**Reading text**:
------

Memorial Day

I hear that this weekend is Memorial Day weekend, which comes as a bit of a shock. Time seems to be outpacing me. Patrick’s last post described our little work party, and the steps we took toward getting our hard-laying hens a little extra space to roam. We finally, last night after work, managed to finish fencing it in. So, first some pix of the run. This first is the progress we made at the work party, getting posts dug and placed, and getting the door put in.

run start

This is a close-up of the door we retrofitted into the coop — Patrick really gets the cred on this one.

ramp up

Here’s the ramp down, and the chickens, true to form, feeling a little suspicious of this new development.

freedom?

And finally, the finished run, which we figure about triples their day-to-day living space. We used rabbit wire, since it’s a day-time run, and we are not trying to keep critters out, just chickens in. Though they could hop on top of the coop and then fly down, we are anticipating that this will not occur to the dears. If it does, we’ll have to run some netting over the top.

------

**Your tasks**:
**a.** According to the Memorial Day text, what kind of wire was used to fence in the run?
**b.** Write out the stretch of the Memorial Day text from "I hear that" through "this new development.", switching "door" to "gate".

(Lines excerpted from a collection)
------

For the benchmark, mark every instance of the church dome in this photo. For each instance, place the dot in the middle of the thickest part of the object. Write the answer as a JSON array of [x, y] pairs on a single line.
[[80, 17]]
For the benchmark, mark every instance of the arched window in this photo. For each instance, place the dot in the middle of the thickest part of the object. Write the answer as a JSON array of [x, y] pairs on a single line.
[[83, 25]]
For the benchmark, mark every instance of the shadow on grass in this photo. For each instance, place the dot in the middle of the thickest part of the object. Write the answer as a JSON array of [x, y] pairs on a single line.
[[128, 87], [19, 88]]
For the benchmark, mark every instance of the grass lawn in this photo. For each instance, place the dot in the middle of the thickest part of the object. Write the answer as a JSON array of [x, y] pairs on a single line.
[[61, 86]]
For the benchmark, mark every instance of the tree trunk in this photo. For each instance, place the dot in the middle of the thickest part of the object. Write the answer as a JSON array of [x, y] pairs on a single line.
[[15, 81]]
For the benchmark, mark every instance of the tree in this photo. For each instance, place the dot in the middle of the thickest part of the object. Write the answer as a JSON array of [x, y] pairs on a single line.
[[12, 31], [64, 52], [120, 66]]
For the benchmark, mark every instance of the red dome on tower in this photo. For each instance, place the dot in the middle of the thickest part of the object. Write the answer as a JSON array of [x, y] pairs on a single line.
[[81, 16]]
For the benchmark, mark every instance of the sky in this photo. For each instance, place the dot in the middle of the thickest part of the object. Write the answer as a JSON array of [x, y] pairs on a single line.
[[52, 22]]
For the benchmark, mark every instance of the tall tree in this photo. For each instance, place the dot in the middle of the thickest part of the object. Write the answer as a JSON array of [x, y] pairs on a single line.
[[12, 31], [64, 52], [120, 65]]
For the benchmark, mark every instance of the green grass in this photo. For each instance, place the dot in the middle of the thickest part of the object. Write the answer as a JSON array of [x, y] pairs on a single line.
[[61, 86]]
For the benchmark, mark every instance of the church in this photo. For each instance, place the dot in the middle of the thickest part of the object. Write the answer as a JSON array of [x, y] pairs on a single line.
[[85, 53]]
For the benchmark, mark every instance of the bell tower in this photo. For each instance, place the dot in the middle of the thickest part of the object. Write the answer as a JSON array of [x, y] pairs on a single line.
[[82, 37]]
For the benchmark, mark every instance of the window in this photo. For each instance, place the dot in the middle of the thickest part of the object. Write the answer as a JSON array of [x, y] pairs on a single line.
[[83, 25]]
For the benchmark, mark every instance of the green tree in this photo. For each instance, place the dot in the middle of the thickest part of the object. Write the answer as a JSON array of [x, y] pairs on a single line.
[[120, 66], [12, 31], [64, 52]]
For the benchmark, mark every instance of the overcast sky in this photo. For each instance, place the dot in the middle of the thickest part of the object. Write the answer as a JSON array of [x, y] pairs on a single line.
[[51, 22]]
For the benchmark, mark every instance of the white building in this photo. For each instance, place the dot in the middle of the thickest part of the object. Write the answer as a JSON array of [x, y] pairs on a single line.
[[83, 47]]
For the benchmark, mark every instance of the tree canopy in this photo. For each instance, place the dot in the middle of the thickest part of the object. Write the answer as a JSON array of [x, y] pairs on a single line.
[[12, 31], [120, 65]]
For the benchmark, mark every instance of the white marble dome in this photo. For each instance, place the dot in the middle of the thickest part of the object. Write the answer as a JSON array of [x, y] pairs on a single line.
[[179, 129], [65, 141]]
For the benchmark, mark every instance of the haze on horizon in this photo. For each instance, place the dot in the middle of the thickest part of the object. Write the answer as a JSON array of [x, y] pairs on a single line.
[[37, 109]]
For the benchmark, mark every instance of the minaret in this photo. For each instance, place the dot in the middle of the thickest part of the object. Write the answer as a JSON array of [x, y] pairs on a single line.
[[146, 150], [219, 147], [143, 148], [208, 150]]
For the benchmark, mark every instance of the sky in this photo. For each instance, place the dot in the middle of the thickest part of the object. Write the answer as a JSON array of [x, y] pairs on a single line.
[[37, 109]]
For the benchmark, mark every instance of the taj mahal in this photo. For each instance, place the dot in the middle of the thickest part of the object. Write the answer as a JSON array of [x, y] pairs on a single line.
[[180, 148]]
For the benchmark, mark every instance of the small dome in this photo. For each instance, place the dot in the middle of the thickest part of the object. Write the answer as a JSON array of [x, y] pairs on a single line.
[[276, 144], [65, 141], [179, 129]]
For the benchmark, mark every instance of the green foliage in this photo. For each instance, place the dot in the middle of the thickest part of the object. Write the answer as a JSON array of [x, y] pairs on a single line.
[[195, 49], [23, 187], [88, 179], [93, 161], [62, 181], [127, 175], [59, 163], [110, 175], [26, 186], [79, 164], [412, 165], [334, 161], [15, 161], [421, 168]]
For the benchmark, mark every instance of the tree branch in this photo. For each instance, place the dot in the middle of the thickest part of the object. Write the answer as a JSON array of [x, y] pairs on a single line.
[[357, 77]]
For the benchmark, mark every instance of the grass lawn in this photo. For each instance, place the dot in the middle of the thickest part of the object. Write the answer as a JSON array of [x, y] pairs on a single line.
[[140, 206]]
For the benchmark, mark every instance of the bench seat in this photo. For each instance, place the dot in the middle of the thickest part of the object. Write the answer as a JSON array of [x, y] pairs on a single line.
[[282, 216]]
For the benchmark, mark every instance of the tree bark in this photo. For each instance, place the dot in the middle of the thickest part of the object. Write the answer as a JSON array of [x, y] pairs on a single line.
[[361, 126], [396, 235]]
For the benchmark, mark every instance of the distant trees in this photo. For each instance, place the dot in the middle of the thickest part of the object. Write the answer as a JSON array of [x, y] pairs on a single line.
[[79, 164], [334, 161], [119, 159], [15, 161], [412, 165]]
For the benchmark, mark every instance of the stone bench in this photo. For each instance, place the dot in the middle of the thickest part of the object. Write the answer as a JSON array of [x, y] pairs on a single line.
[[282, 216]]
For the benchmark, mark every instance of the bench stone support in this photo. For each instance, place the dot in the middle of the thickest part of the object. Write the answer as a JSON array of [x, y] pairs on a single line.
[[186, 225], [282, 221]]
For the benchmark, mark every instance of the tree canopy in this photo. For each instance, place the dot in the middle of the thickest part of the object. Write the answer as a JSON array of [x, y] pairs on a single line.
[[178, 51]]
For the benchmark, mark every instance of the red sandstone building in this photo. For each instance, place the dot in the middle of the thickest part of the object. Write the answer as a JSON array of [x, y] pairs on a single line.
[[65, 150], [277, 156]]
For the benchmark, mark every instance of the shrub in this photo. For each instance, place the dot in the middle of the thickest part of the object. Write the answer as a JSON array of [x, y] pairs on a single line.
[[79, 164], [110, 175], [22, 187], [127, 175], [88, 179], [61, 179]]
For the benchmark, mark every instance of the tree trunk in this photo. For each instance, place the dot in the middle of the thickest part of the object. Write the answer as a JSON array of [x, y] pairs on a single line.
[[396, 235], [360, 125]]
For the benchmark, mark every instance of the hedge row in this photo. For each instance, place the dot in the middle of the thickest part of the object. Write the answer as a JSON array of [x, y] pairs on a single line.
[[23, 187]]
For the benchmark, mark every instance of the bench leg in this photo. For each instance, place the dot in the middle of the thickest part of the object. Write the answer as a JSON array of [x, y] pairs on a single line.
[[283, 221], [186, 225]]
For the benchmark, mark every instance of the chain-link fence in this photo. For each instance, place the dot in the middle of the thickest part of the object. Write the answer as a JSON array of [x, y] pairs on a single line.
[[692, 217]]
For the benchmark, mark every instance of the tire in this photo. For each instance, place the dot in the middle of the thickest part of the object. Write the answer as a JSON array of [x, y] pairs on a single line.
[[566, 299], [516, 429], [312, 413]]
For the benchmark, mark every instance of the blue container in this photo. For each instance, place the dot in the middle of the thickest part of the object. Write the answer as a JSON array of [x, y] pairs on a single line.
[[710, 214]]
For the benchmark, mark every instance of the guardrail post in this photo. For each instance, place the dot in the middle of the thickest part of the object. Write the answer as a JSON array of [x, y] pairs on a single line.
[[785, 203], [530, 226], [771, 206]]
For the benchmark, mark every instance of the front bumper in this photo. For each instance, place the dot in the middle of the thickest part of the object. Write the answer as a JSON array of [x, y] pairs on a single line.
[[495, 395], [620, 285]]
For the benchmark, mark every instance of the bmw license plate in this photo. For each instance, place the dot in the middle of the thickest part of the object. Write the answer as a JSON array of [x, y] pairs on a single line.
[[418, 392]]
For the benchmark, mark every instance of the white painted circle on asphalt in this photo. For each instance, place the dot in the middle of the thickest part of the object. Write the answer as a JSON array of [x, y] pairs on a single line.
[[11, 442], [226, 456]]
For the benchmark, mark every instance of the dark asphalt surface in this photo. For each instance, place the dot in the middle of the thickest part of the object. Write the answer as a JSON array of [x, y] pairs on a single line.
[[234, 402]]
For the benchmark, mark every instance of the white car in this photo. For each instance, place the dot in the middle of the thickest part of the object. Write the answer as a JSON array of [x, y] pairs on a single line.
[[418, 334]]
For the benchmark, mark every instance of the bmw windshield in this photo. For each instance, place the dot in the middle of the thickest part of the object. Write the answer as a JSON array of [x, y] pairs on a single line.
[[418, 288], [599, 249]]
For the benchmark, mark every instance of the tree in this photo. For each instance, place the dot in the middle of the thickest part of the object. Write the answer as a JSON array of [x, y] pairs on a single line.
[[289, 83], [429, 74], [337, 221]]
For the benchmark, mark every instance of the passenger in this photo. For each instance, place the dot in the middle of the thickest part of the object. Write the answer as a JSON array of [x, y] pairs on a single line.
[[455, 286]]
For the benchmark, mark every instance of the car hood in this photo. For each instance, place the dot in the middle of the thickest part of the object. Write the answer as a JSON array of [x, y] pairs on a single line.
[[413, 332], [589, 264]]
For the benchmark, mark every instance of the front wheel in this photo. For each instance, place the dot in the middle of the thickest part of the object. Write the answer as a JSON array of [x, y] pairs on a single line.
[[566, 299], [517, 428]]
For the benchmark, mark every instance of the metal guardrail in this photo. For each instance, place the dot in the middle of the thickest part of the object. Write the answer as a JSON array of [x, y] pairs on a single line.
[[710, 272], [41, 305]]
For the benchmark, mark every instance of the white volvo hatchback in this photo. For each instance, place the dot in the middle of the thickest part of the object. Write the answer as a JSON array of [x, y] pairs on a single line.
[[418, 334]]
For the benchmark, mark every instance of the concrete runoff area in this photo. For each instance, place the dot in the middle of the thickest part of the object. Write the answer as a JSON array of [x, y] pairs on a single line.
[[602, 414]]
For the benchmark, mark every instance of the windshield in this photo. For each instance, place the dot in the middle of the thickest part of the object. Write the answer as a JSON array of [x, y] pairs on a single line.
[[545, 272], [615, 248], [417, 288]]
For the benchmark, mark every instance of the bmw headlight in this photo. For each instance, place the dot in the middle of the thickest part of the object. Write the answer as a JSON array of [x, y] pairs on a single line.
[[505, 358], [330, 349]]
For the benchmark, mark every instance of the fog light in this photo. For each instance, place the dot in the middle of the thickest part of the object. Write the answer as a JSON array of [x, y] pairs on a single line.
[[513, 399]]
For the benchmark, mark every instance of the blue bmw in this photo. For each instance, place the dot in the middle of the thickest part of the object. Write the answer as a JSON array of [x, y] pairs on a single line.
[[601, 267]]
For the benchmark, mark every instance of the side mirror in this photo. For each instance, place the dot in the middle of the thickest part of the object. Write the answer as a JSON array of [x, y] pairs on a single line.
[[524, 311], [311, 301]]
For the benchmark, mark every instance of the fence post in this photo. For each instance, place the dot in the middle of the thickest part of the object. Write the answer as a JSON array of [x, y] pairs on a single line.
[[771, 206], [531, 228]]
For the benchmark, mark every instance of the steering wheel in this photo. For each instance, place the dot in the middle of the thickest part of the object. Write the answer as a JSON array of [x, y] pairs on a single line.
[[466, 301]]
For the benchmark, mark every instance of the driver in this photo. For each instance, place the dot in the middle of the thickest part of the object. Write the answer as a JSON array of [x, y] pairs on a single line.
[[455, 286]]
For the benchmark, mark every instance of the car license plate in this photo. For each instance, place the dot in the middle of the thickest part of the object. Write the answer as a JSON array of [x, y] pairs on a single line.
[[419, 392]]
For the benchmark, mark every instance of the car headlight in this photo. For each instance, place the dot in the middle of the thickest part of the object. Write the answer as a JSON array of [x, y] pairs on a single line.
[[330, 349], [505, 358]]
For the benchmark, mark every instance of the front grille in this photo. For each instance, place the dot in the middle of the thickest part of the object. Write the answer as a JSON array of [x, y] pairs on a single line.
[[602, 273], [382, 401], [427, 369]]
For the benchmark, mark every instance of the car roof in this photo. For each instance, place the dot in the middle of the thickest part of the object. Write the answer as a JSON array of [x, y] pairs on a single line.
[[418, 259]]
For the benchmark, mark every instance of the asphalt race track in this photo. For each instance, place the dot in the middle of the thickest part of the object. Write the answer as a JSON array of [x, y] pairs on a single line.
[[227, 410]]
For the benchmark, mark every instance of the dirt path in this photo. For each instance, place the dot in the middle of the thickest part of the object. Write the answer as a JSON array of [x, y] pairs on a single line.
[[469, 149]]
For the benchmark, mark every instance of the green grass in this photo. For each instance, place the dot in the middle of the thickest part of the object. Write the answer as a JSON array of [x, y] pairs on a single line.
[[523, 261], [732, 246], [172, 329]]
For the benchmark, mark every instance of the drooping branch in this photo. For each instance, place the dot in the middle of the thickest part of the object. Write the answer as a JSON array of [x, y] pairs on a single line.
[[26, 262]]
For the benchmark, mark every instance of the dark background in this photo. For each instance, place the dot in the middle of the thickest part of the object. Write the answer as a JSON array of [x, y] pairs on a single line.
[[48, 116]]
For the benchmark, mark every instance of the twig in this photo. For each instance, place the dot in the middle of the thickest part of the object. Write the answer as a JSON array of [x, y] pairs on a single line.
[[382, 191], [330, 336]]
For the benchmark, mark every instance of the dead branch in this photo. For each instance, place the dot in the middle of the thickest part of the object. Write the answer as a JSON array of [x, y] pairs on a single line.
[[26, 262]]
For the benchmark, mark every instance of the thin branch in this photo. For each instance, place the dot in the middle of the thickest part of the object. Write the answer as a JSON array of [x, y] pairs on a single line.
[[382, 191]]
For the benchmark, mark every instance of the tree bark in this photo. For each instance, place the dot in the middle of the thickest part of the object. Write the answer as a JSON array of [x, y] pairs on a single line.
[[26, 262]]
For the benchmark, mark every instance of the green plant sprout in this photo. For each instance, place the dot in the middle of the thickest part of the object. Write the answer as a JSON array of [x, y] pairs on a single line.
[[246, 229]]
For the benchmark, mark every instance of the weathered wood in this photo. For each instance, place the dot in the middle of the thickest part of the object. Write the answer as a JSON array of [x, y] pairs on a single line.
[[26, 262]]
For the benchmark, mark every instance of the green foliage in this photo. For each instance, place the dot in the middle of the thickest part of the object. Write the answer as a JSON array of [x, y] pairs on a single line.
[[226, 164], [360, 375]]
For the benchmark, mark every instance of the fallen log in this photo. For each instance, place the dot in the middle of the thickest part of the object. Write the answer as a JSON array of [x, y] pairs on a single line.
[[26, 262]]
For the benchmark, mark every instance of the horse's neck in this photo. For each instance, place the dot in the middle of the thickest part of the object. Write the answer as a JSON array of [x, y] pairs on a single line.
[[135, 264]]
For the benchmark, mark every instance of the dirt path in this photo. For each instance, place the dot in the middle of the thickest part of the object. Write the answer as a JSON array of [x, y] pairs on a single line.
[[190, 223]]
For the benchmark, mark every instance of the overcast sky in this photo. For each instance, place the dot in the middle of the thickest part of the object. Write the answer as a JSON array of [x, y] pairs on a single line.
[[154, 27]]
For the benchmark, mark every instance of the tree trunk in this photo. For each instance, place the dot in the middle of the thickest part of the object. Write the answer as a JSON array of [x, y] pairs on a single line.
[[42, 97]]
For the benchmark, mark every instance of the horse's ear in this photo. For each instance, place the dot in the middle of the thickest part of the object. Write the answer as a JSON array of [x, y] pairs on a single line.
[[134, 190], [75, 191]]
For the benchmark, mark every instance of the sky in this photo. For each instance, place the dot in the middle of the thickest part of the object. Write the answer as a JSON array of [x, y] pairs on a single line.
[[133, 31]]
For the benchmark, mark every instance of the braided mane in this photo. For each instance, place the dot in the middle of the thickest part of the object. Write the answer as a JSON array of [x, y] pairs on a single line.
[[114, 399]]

------

**Task responses**:
**a.** Rabbit wire.

**b.**
I hear that this weekend is Memorial Day weekend, which comes as a bit of a shock. Time seems to be outpacing me. Patrick’s last post described our little work party, and the steps we took toward getting our hard-laying hens a little extra space to roam. We finally, last night after work, managed to finish fencing it in. So, first some pix of the run. This first is the progress we made at the work party, getting posts dug and placed, and getting the gate put in.

run start

This is a close-up of the gate we retrofitted into the coop — Patrick really gets the cred on this one.

ramp up

Here’s the ramp down, and the chickens, true to form, feeling a little suspicious of this new development.